Output the data below exactly as it is, dropping the pictures from your copy.

Information shown:
--- START ---
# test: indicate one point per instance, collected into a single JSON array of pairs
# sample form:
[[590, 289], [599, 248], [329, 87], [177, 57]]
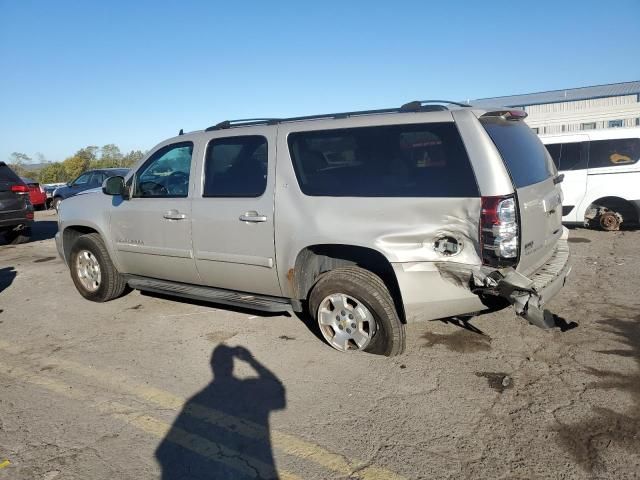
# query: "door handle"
[[253, 217], [174, 215]]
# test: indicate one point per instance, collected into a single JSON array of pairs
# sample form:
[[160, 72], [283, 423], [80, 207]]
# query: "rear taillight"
[[499, 231], [20, 189]]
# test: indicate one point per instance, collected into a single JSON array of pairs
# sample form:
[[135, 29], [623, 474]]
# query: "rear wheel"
[[355, 311], [16, 236], [93, 272], [610, 221]]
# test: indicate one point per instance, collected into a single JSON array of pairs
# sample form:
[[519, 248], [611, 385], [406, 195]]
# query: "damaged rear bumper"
[[529, 294]]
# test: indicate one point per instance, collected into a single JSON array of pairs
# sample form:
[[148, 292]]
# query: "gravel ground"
[[126, 390]]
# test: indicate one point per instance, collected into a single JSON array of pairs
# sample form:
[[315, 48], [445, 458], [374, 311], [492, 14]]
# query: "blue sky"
[[77, 73]]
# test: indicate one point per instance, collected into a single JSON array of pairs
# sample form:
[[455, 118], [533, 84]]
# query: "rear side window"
[[554, 151], [236, 167], [7, 177], [425, 160], [614, 152], [524, 155], [568, 156]]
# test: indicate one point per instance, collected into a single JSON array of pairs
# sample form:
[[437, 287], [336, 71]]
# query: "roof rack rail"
[[415, 106], [242, 122], [418, 104]]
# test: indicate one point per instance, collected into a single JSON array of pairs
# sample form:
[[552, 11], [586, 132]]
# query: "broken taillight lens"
[[499, 231]]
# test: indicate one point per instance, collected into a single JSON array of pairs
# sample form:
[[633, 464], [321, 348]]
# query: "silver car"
[[365, 220]]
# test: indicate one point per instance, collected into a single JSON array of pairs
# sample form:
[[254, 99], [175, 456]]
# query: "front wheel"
[[92, 271], [355, 311]]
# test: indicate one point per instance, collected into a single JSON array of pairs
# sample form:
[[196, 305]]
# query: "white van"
[[601, 170]]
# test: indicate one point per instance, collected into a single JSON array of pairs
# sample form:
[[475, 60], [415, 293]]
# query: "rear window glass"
[[425, 160], [614, 152], [568, 156], [523, 153], [7, 177]]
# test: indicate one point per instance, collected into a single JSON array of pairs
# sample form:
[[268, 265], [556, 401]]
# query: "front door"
[[233, 235], [152, 230]]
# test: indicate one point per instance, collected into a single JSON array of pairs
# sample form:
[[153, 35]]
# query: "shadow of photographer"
[[223, 431]]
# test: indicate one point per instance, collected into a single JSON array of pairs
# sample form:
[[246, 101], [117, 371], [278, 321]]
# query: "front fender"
[[85, 213]]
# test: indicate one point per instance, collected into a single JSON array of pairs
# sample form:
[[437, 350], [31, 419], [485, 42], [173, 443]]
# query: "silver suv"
[[367, 220]]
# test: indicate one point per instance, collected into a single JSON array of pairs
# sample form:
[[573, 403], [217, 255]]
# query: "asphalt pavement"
[[151, 387]]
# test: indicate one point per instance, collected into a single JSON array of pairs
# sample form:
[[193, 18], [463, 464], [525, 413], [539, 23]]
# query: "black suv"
[[16, 211]]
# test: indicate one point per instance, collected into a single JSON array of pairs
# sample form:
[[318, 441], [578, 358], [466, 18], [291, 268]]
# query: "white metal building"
[[585, 108]]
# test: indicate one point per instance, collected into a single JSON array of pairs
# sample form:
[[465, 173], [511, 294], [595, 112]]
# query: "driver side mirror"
[[114, 186]]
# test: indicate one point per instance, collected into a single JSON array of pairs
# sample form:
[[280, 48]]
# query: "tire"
[[15, 237], [359, 288], [87, 252], [609, 221]]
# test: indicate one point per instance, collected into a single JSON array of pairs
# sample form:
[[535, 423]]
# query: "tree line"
[[84, 159]]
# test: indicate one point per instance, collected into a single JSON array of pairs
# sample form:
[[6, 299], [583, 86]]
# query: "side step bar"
[[264, 303]]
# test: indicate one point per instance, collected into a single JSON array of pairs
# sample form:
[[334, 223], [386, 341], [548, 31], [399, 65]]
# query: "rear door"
[[10, 201], [570, 157], [233, 215], [539, 196]]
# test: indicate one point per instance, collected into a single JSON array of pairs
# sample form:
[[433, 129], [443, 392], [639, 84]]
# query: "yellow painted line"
[[285, 442], [213, 451]]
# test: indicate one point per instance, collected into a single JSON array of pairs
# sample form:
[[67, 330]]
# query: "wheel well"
[[71, 234], [315, 260], [619, 205]]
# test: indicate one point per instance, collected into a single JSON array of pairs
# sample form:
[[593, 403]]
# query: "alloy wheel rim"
[[345, 322], [88, 270]]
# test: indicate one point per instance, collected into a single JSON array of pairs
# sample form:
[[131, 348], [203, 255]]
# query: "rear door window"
[[614, 152], [524, 155], [424, 160], [569, 156], [236, 167]]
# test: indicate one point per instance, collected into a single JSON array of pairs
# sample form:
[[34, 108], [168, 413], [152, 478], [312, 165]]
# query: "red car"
[[37, 194]]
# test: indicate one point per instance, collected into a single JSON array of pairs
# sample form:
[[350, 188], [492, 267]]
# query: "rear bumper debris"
[[529, 294]]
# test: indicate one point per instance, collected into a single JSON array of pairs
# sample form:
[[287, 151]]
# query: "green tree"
[[75, 165], [110, 156], [17, 161], [53, 173], [131, 158]]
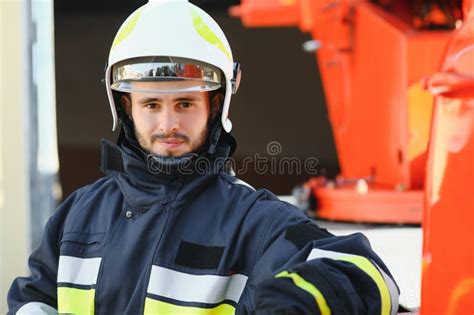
--- END ---
Solution for this problem:
# test: indicate one point per instance, collected into a single JSON array of pairs
# sample form:
[[590, 289], [599, 248], [329, 87], [177, 57]]
# query: "door handle"
[[253, 217], [174, 215]]
# test: indicate one point per instance, collected into a single JSON array of pairs
# sample form:
[[160, 72], [283, 423], [80, 207]]
# query: "rear taillight"
[[499, 231], [20, 189]]
# test: indicate one point per instance, collected into a single JSON array of pairs
# sample form:
[[135, 29], [623, 474]]
# query: "rear wheel"
[[355, 311], [16, 236], [93, 272], [610, 221]]
# test: indicate one point per instance, collected into a single JSON array of pairs
# sample form:
[[519, 248], [611, 385], [406, 195]]
# query: "damaged rear bumper"
[[529, 294]]
# test: indicate one point per instance, collected into a single JSON array of pairs
# sample form:
[[148, 292]]
# query: "gravel ground"
[[126, 390]]
# test: indicate one point per instance, collected into a single JSON array of pairs
# sample form:
[[315, 48], [445, 458], [374, 311], [492, 14]]
# query: "blue sky"
[[77, 73]]
# test: indicate one point per instance, collected into a single JSON array of pairs
# sample form:
[[455, 118], [533, 84]]
# query: "rear side window"
[[554, 151], [236, 167], [7, 177], [425, 160], [614, 152], [524, 155], [568, 156]]
# test: indicate one point per instance, collected into a single JSON array of pairs
# sample form:
[[437, 287], [336, 71]]
# query: "roof rack rail"
[[415, 106], [242, 122], [418, 104]]
# test: indicate one point per instance, collected into a single JSON array of pairs
# sample form:
[[552, 11], [586, 132]]
# query: "broken taillight lens"
[[499, 231]]
# test: indicate one point per instance, collected into a single JSON array of pairs
# sample form:
[[633, 464], [321, 348]]
# query: "silver car"
[[365, 220]]
# test: indicate one point per instance, collected into a single JSON array of pairs
# sample form:
[[254, 99], [175, 456]]
# query: "front wheel"
[[92, 271], [355, 311]]
# test: indicate one point per instance, collected into a single JSON array of pairs
# sample form:
[[196, 305]]
# query: "white van"
[[601, 170]]
# test: indicate one point per instance, collected into a single JSON array of pairs
# sample form:
[[475, 60], [415, 293]]
# query: "rear window glass"
[[425, 160], [614, 152], [568, 156], [523, 153], [7, 177]]
# test: indicate one point per instance, collected into a single JSON array of pairs
# sample form:
[[268, 265], [556, 401]]
# query: "front door"
[[233, 235], [152, 230]]
# test: indicate one point per instance, collected into a single JSON array of pairs
# sample form:
[[153, 35]]
# query: "shadow of photographer"
[[223, 431]]
# test: indicate one point per instance, collected into a single JSON array of pairs
# sample form:
[[246, 101], [117, 371], [278, 321]]
# query: "front fender"
[[85, 213]]
# test: indicate one point per instance, collected into a single JSON array of pairs
# sample form:
[[437, 350], [31, 419], [485, 42], [173, 443]]
# query: "silver suv"
[[367, 220]]
# test: indicate one point per instance, collected into a single JSON array of pairs
# sample form:
[[573, 403], [217, 255]]
# query: "asphalt pavement"
[[151, 387]]
# test: indicate one point per instance, collected into a single JSON array of pairs
# sample form:
[[193, 18], [463, 464], [525, 413], [539, 23]]
# query: "black suv"
[[16, 211]]
# test: indicate one point per instance, collected into a single JSON array of pairs
# sample form:
[[318, 441], [578, 358], [466, 18], [291, 268]]
# query: "white metal building"
[[585, 108]]
# test: indicate one point per instance, collected into a single JSON array of pairs
# sample form:
[[465, 173], [511, 294], [595, 112]]
# query: "driver side mirror"
[[114, 186]]
# test: indicate one point per instance, collected into a single JSON array of pairs
# sample form:
[[280, 48]]
# query: "tire"
[[15, 237], [359, 288], [87, 252], [609, 221]]
# test: indicate one point per instance, collected into a single JSON array of pairs
# sample form:
[[535, 423]]
# query: "tree line"
[[84, 159]]
# test: indicate one point per instance, collected into a single JSON array of pairs
# sample form:
[[6, 299], [583, 86]]
# query: "side step bar"
[[264, 303]]
# test: indicate one point per instance, collected into a single JSON array of pairs
# sample form:
[[334, 223], [386, 341], [548, 31], [399, 65]]
# query: "rear door"
[[10, 201], [570, 157], [233, 215], [539, 196]]
# test: indicate one point per instance, collected into a single JSON array of pairs
# sample form:
[[433, 129], [443, 392], [639, 84]]
# query: "yellow painted line"
[[285, 442], [213, 451]]
# test: indicate one point per instance, collected into a single JSON array of pairs
# sample form:
[[67, 330]]
# query: "wheel well"
[[71, 234], [315, 260], [619, 205]]
# test: indicate one point per instance, collected into a single JSON array of pairs
# sample form:
[[593, 403]]
# query: "alloy wheel rim"
[[345, 322], [88, 270]]
# test: indicate one point per instance, collected into a single JSON array of pairs
# sample form:
[[131, 348], [203, 255]]
# query: "rear door window"
[[614, 152], [524, 155], [424, 160], [569, 156], [236, 167]]
# test: indicate one point per instance, collected into a single JSON array of pairs
# sample form:
[[34, 108], [168, 413], [152, 478], [312, 165]]
# query: "red car"
[[37, 194]]
# test: indicate one point per instance, collected into a single JSON array of pairs
# sample form:
[[350, 188], [492, 267]]
# query: "rear bumper debris"
[[529, 294]]
# test: indicate one point per instance, collected into a single JSON array of pairs
# sample form:
[[287, 151]]
# query: "green tree"
[[75, 165], [110, 156], [17, 161], [53, 173], [131, 158]]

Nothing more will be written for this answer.